[Task goal]
Pull out every line of the material below that contains the word "chandelier", treating uppercase and lowercase as different.

[Data for this exercise]
···
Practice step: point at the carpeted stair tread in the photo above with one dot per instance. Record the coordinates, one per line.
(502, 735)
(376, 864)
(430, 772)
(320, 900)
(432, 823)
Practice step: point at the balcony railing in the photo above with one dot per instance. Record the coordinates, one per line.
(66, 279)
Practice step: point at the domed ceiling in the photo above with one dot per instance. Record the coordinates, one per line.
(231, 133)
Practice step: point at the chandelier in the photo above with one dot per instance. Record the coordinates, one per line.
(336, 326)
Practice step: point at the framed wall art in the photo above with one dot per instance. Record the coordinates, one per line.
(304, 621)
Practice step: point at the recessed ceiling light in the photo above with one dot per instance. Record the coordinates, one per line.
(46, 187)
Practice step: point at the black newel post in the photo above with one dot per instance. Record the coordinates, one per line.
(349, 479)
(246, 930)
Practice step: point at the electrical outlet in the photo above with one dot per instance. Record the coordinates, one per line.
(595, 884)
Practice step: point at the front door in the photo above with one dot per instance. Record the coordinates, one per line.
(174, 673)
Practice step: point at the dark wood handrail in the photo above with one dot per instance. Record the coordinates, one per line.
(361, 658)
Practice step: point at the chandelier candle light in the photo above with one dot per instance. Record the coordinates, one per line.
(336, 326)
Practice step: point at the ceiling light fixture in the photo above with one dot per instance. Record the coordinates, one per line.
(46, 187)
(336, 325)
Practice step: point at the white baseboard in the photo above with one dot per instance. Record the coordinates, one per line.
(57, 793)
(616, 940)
···
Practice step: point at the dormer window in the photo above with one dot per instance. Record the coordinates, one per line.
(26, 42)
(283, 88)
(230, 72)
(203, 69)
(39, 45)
···
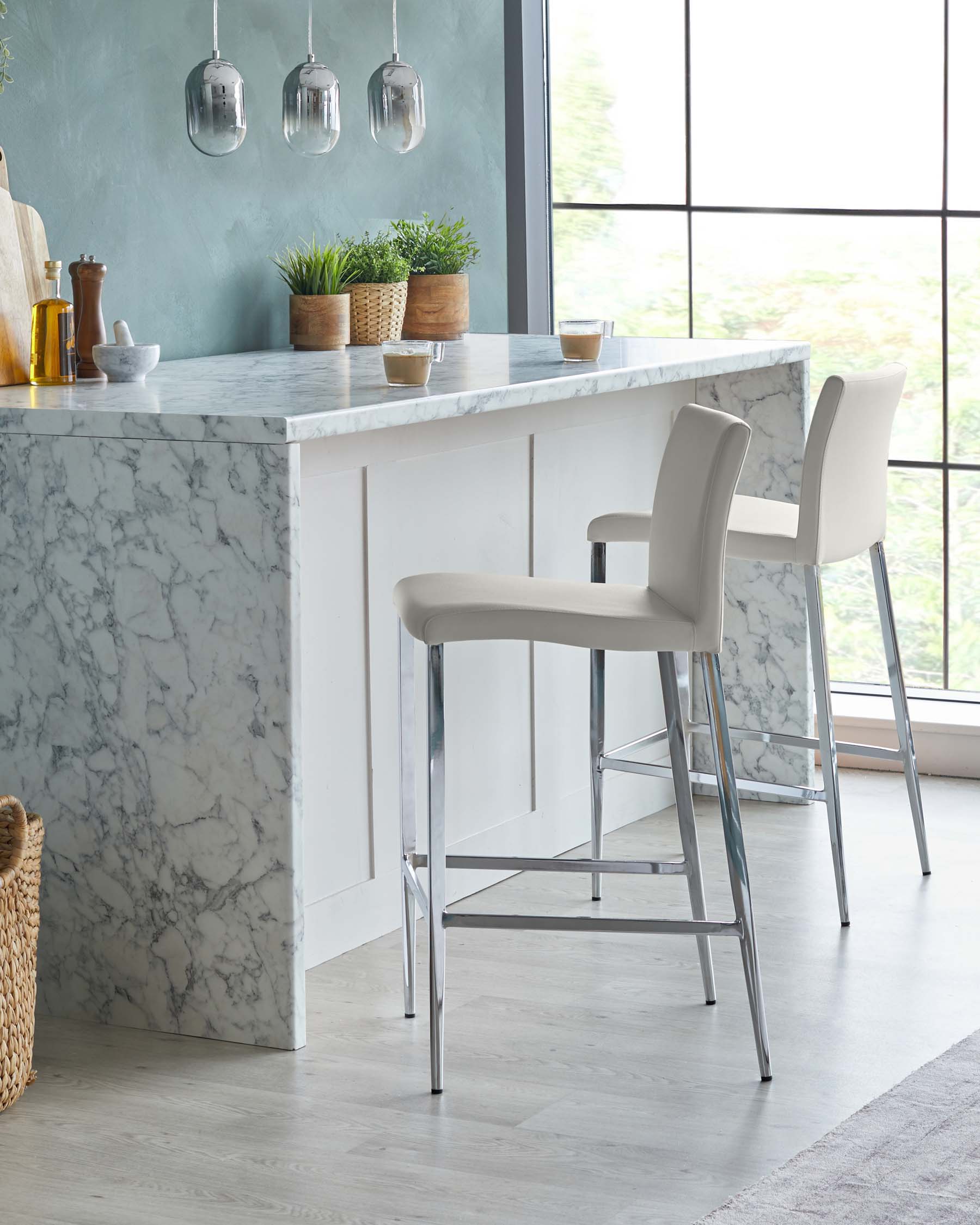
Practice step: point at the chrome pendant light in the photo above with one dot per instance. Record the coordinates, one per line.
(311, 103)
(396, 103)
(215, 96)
···
[Exercise result]
Practice step: point at the chandelier in the photo above with one dot per instance. Record the coordinates, one per line.
Practice step: point at the chandelier candle light in the photo above with one dot per instance. Record the coordinates, one per line.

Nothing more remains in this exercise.